# [Problems]
1. Answer these from the urlread mailing-list message:
(a) Who sent the message, and on what date?
(b) Which macro does the progress callback function call, according to Alexander Barth?
(c) Without the callback function, how can a large download be interrupted?
2. Extend the urlread mailing-list message past its last line by writing the next few lines of the reply.

# [Source]
Re: urlread

help-octave

[Date Prev][Date Next][Thread Prev][Thread Next][Date Index][Thread Index]

Re: urlread

From:	John W. Eaton
Subject:	Re: urlread
Date:	Tue, 09 Oct 2007 19:20:01 -0400

On  9-Oct-2007, Alexander Barth wrote:

| I would not remove the progress callback function entierly since it also
| calls the macro OCTAVE_QUIT. Without the function callback, a large download
| can only be interrupted by stopping octave.

OK, I wasn't thinking about interrupts.

| Attached is a patch that
| restores the callback but there is no output within the callback function.

# [Stored rows]
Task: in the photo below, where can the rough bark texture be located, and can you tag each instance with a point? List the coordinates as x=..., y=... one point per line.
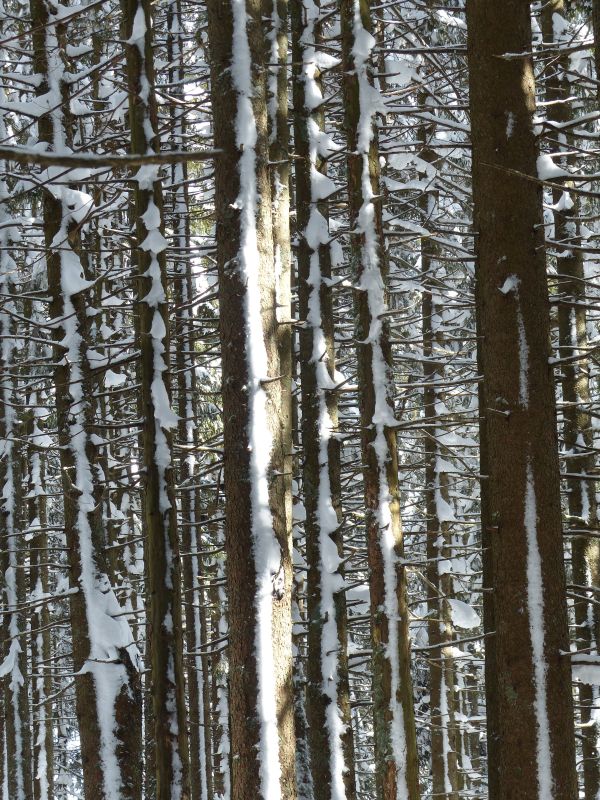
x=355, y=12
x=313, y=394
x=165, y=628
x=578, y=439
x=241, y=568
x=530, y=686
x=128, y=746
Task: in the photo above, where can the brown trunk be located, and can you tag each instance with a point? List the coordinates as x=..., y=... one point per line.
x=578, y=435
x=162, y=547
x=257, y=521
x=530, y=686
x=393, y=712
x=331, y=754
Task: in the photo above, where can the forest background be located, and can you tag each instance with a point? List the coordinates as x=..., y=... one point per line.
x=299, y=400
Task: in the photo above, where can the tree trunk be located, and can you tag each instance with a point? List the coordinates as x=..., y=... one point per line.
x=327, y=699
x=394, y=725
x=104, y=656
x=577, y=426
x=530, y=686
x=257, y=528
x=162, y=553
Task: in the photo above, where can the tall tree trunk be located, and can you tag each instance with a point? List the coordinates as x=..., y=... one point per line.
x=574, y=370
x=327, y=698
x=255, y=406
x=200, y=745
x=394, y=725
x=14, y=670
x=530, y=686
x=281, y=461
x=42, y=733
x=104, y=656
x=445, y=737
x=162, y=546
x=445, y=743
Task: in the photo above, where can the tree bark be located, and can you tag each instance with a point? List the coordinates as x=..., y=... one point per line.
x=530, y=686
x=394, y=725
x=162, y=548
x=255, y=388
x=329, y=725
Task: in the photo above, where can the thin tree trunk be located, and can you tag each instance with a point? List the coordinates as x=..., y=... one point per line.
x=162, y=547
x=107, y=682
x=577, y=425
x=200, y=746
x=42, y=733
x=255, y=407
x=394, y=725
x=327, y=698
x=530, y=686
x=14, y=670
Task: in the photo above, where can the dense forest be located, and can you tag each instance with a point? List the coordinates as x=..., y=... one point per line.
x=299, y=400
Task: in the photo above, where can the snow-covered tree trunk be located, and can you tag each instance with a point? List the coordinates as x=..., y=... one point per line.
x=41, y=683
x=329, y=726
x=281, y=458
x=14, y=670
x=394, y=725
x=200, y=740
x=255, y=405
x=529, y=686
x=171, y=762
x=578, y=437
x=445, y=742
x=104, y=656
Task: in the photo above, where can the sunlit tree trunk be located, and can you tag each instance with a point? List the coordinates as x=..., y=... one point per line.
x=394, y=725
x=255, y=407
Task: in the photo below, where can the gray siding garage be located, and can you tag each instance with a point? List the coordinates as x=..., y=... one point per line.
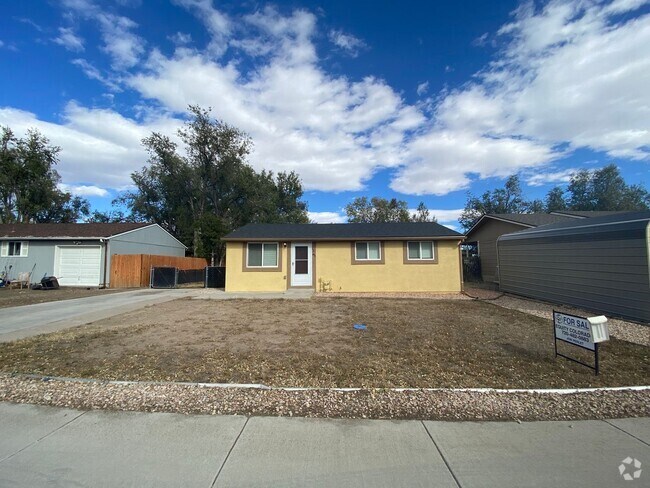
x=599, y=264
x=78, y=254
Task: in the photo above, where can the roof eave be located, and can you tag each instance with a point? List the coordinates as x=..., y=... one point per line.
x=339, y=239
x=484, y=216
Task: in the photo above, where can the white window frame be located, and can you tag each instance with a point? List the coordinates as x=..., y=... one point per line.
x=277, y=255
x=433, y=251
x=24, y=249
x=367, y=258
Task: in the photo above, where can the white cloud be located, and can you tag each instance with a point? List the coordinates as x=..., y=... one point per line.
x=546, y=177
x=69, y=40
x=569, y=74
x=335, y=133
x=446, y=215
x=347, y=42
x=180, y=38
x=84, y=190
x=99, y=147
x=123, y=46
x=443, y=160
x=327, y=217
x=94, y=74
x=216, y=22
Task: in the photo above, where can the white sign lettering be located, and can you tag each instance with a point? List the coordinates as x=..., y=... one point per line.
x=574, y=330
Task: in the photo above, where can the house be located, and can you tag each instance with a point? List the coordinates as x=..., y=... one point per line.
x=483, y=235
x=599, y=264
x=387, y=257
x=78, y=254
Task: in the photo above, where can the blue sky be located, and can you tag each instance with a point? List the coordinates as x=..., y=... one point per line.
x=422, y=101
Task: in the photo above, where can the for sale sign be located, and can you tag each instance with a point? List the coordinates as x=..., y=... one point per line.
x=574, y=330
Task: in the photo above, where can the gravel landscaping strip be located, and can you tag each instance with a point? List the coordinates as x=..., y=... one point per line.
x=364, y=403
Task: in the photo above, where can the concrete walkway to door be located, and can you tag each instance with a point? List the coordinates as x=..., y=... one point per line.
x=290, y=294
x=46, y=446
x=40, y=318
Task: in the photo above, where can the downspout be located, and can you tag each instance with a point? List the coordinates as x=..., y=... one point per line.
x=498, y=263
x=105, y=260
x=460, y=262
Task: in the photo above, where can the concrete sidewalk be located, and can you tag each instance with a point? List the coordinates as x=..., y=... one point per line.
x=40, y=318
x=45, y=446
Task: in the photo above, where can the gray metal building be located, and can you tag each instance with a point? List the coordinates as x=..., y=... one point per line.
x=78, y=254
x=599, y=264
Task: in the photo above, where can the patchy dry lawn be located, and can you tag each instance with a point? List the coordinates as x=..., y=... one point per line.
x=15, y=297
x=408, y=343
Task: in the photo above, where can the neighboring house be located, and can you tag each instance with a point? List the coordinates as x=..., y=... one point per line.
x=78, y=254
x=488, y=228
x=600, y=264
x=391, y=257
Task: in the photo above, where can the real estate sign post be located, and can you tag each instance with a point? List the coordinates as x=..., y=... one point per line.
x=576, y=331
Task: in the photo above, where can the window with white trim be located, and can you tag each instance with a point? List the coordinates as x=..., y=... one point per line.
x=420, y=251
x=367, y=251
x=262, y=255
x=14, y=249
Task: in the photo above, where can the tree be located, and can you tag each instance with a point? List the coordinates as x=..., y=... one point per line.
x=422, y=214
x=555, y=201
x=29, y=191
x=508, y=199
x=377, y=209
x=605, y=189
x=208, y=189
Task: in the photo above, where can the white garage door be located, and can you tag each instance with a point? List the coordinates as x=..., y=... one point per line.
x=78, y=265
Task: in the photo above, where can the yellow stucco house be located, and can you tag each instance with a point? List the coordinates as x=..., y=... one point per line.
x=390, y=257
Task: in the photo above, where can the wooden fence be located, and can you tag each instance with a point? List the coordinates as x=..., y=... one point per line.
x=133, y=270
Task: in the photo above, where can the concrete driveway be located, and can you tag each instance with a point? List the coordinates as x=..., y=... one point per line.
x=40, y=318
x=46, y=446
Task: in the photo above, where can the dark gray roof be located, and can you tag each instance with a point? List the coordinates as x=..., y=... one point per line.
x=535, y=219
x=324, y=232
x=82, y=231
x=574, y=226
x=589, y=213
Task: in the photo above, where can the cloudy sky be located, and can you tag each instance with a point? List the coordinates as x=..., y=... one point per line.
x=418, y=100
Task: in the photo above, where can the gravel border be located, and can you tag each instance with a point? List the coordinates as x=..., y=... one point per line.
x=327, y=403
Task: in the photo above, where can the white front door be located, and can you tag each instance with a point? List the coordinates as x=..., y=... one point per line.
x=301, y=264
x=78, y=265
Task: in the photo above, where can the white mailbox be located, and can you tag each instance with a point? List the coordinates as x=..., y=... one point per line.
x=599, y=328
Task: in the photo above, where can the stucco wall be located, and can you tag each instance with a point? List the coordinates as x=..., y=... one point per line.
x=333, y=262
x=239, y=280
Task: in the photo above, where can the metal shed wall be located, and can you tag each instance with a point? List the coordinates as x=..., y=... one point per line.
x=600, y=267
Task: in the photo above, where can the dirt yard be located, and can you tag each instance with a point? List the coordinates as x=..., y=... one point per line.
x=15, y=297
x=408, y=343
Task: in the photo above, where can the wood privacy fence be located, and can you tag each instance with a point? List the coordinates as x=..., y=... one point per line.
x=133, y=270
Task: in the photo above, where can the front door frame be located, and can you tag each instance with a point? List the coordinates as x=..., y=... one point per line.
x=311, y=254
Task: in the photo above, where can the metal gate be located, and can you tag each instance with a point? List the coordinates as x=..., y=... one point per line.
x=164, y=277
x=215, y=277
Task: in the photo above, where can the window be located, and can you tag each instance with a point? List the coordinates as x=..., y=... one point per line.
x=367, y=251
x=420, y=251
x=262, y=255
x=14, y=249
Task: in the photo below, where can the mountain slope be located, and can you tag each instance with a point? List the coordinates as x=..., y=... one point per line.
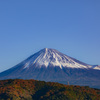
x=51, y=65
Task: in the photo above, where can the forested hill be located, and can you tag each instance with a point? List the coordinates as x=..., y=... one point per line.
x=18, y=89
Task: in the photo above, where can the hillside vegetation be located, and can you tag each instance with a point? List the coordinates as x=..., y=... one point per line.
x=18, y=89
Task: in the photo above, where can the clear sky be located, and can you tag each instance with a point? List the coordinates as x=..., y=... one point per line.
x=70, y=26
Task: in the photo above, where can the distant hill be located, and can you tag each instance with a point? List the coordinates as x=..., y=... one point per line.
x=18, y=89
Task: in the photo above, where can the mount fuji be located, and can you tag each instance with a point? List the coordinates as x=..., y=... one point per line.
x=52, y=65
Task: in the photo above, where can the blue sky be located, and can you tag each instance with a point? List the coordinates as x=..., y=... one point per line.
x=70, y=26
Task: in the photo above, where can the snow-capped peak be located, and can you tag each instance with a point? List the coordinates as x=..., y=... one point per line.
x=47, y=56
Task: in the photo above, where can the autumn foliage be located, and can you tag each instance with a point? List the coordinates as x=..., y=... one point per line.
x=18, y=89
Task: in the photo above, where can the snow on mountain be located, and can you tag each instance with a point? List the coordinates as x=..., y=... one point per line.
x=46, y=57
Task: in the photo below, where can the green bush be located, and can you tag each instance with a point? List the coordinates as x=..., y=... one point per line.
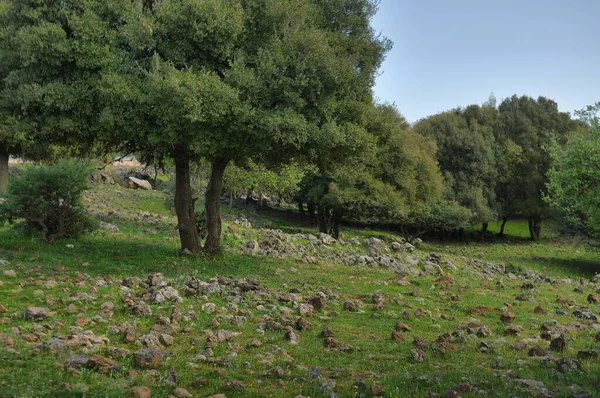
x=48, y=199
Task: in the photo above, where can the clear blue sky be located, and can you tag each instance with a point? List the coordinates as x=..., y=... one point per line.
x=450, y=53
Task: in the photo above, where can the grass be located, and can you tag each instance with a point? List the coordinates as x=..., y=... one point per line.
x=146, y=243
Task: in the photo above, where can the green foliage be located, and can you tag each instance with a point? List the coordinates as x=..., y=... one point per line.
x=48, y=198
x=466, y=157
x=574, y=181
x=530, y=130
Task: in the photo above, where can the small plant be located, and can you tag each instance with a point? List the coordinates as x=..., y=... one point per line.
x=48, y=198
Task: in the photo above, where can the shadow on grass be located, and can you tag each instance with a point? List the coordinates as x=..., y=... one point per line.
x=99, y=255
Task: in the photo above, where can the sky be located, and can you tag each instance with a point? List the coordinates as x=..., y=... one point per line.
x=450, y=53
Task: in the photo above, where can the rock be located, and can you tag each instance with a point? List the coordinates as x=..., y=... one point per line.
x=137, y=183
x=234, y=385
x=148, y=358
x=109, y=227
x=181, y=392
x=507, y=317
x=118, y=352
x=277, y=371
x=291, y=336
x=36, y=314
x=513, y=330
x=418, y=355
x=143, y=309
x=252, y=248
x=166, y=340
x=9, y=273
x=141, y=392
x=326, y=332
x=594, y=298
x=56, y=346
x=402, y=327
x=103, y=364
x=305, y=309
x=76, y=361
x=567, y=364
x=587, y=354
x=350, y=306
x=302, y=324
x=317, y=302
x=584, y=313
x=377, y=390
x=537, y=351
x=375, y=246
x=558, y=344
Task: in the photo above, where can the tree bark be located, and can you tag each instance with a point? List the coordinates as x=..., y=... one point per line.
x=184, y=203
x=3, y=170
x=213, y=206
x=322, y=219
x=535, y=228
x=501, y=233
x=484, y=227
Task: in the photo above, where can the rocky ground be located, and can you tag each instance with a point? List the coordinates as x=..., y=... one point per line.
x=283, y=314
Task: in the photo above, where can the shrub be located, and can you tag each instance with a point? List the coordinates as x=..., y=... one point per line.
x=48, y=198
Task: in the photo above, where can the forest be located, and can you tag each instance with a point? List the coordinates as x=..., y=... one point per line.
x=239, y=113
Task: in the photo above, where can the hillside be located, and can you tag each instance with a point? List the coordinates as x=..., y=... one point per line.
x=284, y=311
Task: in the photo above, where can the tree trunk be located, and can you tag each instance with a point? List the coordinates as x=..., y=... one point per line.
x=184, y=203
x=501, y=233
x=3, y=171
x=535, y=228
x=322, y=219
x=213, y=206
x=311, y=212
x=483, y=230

# [Answer list]
1.
(a) John W. Eaton, on Tue, 09 Oct 2007.
(b) OCTAVE_QUIT.
(c) Only by stopping octave.

2.
| Index: urlwrite.cc
| ===================================================================
| RCS file: /cvs/octave/src/DLD-FUNCTIONS/urlwrite.cc,v
| retrieving revision 1.12
| diff -u -r1.12 urlwrite.cc
| --- urlwrite.cc       9 Oct 2007 17:43:00 -0000       1.12
| +++ urlwrite.cc       9 Oct 2007 20:29:07 -0000
| @@ -58,6 +58,19 @@
|    return (stream.fail () ? 0 : size * nmemb);
|  }
|  
| +
| +// Progress callback function for curl.
| +
| +int
| +progress_func (const char /**url*/, double /*dltotal*/, double /*dlnow*/,
| +               double /*ultotal*/, double /*ulnow*/)
| +{
| +  // macro that picks up Ctrl-C signalling
| +  OCTAVE_QUIT;
| +  return 0;
| +}
| +
| +
|  // Form the query string based on param.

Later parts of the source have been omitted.